**The data:**
'''
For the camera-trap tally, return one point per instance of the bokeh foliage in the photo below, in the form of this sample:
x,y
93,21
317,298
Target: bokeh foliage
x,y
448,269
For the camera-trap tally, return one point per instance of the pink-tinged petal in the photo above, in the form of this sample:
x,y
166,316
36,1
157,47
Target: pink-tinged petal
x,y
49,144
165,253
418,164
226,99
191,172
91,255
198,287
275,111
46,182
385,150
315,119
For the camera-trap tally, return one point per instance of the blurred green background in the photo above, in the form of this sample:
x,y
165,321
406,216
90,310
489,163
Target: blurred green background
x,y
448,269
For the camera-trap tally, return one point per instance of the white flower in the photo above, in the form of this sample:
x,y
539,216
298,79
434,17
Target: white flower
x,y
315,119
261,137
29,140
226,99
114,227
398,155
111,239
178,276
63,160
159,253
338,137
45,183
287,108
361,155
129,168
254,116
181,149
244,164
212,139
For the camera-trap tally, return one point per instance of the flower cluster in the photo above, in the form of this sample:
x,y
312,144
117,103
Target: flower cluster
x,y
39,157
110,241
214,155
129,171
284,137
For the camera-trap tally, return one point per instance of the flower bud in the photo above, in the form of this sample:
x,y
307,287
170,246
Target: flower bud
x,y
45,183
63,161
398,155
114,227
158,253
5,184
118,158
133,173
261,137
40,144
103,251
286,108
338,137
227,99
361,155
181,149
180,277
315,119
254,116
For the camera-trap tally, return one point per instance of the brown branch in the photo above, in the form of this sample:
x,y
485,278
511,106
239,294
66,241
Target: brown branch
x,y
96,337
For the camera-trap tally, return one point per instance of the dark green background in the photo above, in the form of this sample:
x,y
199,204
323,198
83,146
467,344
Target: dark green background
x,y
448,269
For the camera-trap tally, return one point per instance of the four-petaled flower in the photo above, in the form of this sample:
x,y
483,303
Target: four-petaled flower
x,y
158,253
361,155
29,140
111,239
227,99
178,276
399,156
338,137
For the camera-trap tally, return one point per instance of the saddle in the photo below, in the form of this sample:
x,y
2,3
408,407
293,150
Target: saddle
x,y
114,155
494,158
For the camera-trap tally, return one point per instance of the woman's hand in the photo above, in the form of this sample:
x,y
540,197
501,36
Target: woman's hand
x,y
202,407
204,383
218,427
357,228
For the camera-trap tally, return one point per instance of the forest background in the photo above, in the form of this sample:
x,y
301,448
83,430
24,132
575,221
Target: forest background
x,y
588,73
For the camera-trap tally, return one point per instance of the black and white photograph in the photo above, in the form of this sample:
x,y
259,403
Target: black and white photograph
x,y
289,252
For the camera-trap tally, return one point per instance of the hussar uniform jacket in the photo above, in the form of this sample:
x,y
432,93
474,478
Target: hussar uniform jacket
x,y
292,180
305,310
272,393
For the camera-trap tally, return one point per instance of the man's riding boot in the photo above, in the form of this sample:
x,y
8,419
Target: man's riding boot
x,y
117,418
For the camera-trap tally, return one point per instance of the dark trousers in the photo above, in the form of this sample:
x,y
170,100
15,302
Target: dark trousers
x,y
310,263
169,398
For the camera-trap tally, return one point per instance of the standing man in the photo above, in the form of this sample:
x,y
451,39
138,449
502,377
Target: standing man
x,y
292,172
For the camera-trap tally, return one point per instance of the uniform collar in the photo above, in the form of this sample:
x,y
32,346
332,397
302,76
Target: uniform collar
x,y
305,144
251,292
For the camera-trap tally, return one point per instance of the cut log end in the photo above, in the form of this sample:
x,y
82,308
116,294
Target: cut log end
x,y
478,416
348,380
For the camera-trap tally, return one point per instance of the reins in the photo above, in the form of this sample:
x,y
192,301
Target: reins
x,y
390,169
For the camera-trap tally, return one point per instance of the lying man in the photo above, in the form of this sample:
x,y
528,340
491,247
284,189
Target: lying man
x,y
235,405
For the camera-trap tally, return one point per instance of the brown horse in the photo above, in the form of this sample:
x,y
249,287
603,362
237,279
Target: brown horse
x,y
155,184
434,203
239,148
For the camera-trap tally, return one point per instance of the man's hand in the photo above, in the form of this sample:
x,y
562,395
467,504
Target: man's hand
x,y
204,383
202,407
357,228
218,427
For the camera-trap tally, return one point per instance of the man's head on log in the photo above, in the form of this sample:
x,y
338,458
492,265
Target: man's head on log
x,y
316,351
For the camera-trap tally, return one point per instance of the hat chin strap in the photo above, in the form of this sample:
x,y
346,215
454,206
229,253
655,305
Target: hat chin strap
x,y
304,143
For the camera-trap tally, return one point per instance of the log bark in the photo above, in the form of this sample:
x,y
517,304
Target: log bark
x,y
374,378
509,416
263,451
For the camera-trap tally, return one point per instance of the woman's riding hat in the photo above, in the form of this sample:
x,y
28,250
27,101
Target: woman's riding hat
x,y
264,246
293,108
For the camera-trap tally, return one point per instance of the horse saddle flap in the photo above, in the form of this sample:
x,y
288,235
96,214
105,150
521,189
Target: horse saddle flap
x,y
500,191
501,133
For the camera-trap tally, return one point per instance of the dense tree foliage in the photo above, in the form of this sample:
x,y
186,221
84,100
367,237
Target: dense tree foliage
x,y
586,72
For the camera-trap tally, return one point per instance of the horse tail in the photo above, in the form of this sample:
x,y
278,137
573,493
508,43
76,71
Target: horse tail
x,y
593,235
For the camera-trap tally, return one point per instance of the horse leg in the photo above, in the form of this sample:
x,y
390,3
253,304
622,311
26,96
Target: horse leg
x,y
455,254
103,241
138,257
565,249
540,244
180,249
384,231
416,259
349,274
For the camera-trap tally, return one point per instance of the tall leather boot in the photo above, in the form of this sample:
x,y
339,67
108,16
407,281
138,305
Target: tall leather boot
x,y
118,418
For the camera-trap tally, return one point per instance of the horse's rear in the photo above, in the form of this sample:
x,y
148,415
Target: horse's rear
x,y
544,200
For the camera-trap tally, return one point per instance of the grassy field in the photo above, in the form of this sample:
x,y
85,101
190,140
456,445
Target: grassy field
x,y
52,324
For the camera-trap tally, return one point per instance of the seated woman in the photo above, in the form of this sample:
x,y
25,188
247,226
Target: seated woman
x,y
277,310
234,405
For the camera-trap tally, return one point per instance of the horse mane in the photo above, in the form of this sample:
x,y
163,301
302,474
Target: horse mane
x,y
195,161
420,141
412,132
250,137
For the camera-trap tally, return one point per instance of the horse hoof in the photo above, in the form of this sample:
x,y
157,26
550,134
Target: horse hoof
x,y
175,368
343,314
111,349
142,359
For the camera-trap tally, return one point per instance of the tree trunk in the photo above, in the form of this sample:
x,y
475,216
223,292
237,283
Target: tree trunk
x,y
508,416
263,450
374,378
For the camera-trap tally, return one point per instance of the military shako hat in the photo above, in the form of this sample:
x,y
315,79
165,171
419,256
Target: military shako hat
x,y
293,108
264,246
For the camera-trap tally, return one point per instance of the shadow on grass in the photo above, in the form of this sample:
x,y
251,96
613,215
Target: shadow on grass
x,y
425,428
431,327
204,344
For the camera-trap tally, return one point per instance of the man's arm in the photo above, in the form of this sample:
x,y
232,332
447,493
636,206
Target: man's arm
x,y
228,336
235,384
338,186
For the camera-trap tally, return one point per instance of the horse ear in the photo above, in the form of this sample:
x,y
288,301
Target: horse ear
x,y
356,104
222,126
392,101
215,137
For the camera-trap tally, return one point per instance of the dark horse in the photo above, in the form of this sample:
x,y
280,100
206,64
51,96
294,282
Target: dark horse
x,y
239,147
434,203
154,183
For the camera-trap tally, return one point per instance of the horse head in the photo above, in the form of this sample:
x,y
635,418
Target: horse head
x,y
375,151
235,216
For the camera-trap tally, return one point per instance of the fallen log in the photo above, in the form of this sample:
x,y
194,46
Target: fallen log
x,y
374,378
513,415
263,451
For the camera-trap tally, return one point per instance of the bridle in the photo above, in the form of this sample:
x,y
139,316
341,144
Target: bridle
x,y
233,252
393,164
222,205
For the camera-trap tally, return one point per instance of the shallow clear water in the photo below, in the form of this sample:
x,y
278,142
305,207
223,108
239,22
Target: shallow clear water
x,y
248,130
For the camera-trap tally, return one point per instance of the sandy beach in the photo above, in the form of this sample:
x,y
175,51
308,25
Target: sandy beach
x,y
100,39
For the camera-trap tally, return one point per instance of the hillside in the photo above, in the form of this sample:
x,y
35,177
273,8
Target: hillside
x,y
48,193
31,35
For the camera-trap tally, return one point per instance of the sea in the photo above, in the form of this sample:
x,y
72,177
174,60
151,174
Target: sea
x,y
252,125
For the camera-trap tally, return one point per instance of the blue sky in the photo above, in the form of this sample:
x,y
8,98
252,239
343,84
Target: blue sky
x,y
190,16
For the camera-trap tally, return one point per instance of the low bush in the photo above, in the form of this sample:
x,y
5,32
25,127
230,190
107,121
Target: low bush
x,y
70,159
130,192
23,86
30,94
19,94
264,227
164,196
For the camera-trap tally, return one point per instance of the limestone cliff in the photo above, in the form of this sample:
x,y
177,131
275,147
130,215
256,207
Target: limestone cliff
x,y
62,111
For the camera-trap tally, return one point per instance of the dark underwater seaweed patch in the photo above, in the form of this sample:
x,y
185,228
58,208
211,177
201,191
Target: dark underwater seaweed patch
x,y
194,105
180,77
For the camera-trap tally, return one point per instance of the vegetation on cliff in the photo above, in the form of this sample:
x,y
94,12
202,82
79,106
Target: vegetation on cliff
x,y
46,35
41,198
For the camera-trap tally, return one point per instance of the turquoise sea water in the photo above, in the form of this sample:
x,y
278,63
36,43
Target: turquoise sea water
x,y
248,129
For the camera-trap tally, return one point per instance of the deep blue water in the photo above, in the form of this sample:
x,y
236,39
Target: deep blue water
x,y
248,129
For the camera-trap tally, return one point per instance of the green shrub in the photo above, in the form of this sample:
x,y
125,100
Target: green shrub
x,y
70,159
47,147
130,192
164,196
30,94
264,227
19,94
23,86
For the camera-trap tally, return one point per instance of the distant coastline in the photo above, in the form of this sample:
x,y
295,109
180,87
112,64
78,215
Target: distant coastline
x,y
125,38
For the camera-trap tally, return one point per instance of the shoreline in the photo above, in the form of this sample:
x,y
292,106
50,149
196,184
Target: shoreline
'''
**Written request:**
Output the line containing "of the turquoise" and all lines after it to the end of the records, exactly as given.

**Result for this task:**
For the camera-trap tally, return one point per instance of the turquoise sea water in the photo above, in the form of this sample:
x,y
278,63
36,43
Target: turquoise sea water
x,y
248,129
For the camera-trap tally, return one point per instance of the deep blue water in the photo above, in the form of this sample:
x,y
236,39
Target: deep blue water
x,y
248,129
For the camera-trap tally, return one point per instance of the green shrub in the photo above, in the form of this sample:
x,y
125,100
Target: green shrub
x,y
70,159
47,147
130,192
164,196
30,94
264,227
19,94
23,86
For the camera-trap tally, return one point per instance of the distant coastline in the photo above, in the form of this sample:
x,y
295,109
180,87
112,64
78,215
Target: distant coastline
x,y
125,38
For the camera-trap tally, return one point per instance of the shoreline in the photo above, in the form of this sample:
x,y
292,106
50,149
196,184
Target: shoreline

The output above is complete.